▶ **Aim of the task**:
Filter the listing and keep only the lines with the word "Target".

▶ **Provided data**:
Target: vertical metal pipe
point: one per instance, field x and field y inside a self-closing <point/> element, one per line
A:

* * *

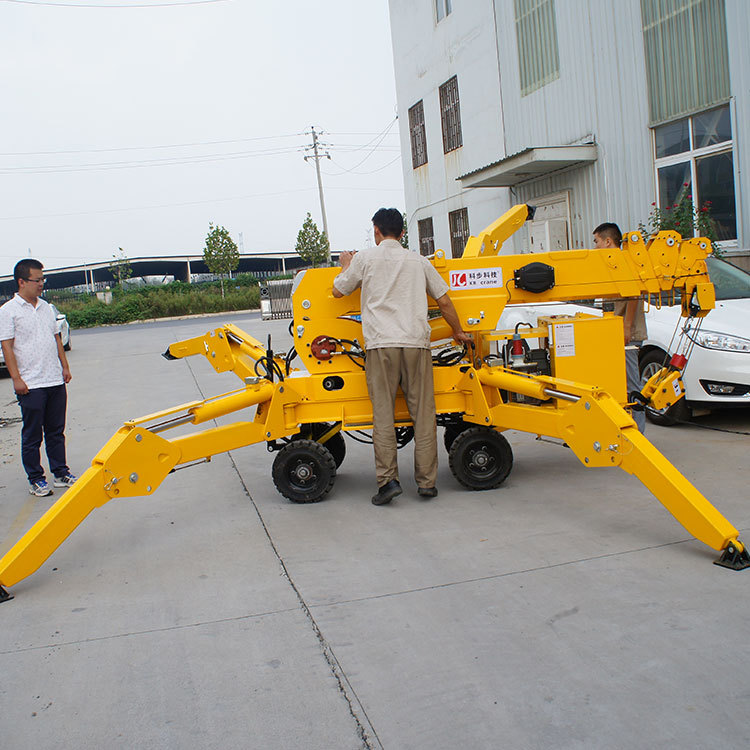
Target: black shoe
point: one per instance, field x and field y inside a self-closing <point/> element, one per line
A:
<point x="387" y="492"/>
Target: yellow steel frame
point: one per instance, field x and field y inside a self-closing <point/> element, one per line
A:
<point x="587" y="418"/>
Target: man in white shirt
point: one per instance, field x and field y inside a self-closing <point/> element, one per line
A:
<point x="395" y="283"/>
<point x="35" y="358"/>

▶ **Solution to the exercise**:
Target: vertical metal pipe
Target: black shoe
Target: yellow steel frame
Target: man in white shirt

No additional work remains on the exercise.